#### TEXT
= = =

Wie stehst du dem Vorwurf gegenüber Musik für die breite Masse zu machen?

Ich finde es nicht nachvollziehbar, wie etwas als kommerziell bezeichnet werden kann, nur weil eine große Masse an Menschen etwas gut findet. Für viele Leute ist Musik nur dann cool, wenn sie das Gefühl haben, dass sie die einzigen sind, die sie hören. Sobald der Künstler oder ein Lied dann eine Millionen Klicks auf YouTube hat, ist es automatisch uncool. Das ist für mich absoluter Bullshit. Wenn ich ein Lied cool finde, dann höre ich es einfach. Früher hat man auch die Backstreet Boys alleine im Keller gehört und wollte es niemandem verraten.

 

Welcher ist dein Lieblingssong über den FC?

Das ist schwer zu sagen. Der FC ist letztendlich ein Synonym für die Stadt und taucht in fast jedem Kölner Song auf. Ich glaube, es gibt keinen Verein, der mehr für die Stadt steht, als der 1. FC Köln. Als besten Song würde ich die FC-Hymne sehen. Es ist letztendlich der lauteste und innigste Moment im Stadion, wo jeder aus voller Kehle mitsingt. Das Gefühl, was einem der FC gibt, schreit man in dem Moment raus.

 

In deiner Musik spielen nicht nur der Verein, sondern auch die Stadt Köln eine große Rolle. Wie kannst du am besten dein Gefühl in Bezug auf die Stadt Köln beschreiben?

In der Uni sollten unsere Sitznachbarn unsere Stärken und Schwächen aufschreiben. Mein Sitznachbar schrieb daraufhin, dass ich nie Köln verlassen könnte und genauso ist es auch. Als ich für ein halbes Jahr ins Ausland gehen sollte, um zu studieren, war ich froh, dass ich eine Knieverletzung hatte und nicht weggehen musste. Das Gefühl Köln ist sehr schwer zu beschreiben. Egal wo du außerhalb bist, du sehnst dich einfach nach deiner Stadt. Selbst wenn ich auf Mallorca bin und es 30 Grad heiß ist, bin ich richtig froh, wenn ich wieder hier bin.

 

Könntest du dir vorstellen, deine Sachen zu packen und in eine andere Stadt zu ziehen?

Nein (lacht). Vielleicht wenn ich mal alt bin und kälteempfindlich werde, würde ich darüber nachdenken und den Winter in der Wärme verbringen.

= = =

#### DATENSÄTZE
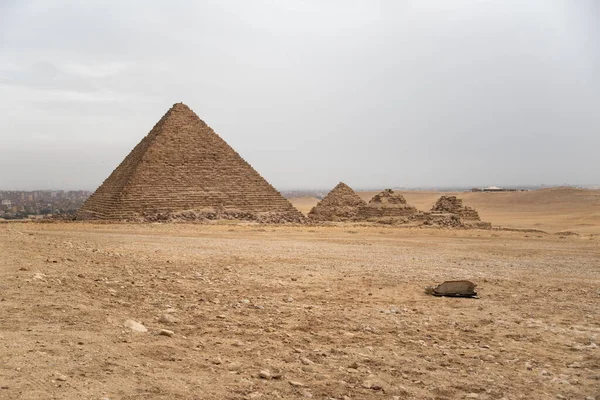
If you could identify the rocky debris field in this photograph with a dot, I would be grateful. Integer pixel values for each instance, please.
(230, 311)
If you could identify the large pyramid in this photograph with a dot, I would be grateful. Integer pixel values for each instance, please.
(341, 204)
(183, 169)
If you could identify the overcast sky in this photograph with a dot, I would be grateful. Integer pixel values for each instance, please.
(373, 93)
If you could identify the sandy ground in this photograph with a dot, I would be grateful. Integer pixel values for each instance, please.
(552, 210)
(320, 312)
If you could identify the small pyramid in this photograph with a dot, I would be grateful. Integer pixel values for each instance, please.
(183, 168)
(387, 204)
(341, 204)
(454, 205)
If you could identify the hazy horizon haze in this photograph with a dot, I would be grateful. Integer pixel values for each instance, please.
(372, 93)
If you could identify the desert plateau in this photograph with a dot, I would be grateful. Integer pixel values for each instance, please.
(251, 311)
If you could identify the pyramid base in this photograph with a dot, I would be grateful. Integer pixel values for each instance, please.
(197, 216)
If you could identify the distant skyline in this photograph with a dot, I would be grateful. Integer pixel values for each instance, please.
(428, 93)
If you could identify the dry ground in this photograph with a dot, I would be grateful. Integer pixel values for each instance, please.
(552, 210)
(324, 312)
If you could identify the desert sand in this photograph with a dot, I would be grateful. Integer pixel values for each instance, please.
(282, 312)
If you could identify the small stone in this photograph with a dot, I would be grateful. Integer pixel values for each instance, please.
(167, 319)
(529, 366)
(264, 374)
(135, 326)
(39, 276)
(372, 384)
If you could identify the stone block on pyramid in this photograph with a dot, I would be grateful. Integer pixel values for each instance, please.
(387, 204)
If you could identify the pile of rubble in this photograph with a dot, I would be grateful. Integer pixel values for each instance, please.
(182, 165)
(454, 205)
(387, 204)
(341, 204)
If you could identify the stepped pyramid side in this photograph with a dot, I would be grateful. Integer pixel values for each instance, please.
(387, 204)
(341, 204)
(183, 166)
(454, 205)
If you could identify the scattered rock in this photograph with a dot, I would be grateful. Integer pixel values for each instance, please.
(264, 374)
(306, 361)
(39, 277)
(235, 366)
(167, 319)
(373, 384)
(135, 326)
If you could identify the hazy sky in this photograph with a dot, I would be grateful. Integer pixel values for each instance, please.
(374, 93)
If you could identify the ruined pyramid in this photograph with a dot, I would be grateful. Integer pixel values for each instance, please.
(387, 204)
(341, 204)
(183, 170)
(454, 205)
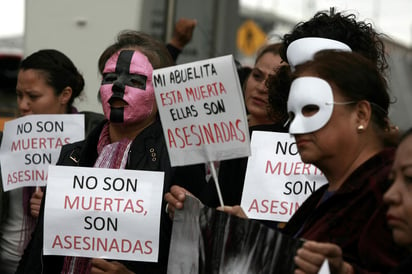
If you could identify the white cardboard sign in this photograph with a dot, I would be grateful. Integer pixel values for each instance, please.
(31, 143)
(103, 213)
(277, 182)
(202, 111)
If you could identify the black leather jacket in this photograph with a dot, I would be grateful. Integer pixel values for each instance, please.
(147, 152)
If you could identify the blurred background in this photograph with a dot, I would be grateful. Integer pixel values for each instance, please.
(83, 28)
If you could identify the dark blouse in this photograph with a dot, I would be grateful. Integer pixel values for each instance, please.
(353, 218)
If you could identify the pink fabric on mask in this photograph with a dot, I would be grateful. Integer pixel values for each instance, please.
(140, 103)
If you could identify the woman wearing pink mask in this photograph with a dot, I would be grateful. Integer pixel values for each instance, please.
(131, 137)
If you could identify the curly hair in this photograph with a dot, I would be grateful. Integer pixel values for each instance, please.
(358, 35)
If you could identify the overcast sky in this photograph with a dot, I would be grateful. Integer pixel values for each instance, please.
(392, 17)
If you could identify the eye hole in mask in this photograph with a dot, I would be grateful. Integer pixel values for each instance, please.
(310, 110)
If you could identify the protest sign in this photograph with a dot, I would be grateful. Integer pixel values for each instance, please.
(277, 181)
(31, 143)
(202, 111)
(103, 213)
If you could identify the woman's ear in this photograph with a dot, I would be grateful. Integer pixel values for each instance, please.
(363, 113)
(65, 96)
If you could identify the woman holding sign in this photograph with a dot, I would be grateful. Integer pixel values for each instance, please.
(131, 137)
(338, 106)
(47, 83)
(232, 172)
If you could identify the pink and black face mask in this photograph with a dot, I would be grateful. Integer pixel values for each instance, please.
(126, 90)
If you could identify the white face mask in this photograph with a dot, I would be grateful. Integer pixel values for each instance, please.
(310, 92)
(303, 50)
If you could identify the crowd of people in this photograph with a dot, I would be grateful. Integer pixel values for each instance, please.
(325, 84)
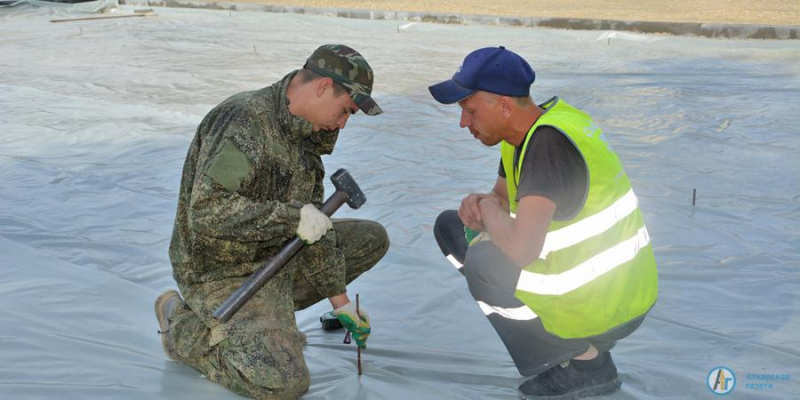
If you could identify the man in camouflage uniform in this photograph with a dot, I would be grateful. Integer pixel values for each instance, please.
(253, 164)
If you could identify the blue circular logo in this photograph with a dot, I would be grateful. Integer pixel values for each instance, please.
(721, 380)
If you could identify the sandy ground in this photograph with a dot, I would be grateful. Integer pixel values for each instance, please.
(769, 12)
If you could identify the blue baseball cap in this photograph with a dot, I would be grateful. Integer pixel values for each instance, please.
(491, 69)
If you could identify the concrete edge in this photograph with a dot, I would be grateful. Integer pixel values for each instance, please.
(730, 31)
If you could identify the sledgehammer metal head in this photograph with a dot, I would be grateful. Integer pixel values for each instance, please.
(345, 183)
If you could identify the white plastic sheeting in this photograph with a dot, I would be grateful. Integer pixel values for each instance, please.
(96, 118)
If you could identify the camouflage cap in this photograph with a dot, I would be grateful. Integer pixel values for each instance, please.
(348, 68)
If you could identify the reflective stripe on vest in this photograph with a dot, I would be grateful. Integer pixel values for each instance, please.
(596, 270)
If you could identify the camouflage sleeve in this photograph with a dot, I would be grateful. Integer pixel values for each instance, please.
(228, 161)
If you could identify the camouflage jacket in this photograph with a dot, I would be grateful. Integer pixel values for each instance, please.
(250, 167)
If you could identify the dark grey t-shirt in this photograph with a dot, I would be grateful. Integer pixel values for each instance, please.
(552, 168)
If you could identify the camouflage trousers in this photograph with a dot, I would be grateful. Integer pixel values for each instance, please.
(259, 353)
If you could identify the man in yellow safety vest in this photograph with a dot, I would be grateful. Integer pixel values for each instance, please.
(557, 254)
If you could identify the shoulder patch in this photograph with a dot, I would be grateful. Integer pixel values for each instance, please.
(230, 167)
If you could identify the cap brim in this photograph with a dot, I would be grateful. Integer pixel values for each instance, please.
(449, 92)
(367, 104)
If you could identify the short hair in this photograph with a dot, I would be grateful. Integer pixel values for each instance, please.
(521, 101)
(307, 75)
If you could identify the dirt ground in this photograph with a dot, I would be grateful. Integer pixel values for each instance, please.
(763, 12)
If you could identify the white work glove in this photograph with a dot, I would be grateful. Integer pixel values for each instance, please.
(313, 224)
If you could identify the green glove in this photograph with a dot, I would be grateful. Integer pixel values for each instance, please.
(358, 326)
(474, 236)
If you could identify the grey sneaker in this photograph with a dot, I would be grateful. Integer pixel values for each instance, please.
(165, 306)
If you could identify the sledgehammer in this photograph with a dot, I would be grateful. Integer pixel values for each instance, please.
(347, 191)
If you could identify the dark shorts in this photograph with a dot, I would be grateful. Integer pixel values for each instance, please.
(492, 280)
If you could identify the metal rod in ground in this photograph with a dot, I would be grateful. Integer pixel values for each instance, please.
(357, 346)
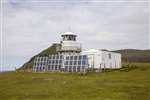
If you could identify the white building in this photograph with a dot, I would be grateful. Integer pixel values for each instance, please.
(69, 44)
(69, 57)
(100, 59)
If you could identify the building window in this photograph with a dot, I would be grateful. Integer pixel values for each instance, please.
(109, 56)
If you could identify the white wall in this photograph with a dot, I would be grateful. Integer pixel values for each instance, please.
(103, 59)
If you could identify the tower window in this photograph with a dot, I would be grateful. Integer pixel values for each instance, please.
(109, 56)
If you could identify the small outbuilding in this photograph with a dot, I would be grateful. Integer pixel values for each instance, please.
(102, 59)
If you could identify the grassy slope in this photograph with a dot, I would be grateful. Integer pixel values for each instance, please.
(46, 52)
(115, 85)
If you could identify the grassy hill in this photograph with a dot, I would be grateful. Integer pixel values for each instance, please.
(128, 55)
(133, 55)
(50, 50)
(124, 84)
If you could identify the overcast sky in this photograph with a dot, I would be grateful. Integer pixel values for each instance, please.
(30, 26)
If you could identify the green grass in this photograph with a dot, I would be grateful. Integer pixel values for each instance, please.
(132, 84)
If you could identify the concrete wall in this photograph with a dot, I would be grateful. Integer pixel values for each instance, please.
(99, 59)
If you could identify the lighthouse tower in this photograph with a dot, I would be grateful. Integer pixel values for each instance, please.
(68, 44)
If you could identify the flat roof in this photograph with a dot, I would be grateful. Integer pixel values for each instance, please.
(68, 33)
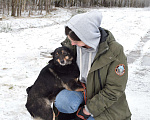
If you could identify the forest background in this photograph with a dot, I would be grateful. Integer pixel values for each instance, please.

= = =

#### AUFGABE
Welchen Song sieht die befragte Person im Text als besten Song über den FC? Die Datensätze spielen dafür keine Rolle.

#### ANTWORT
Die FC-Hymne.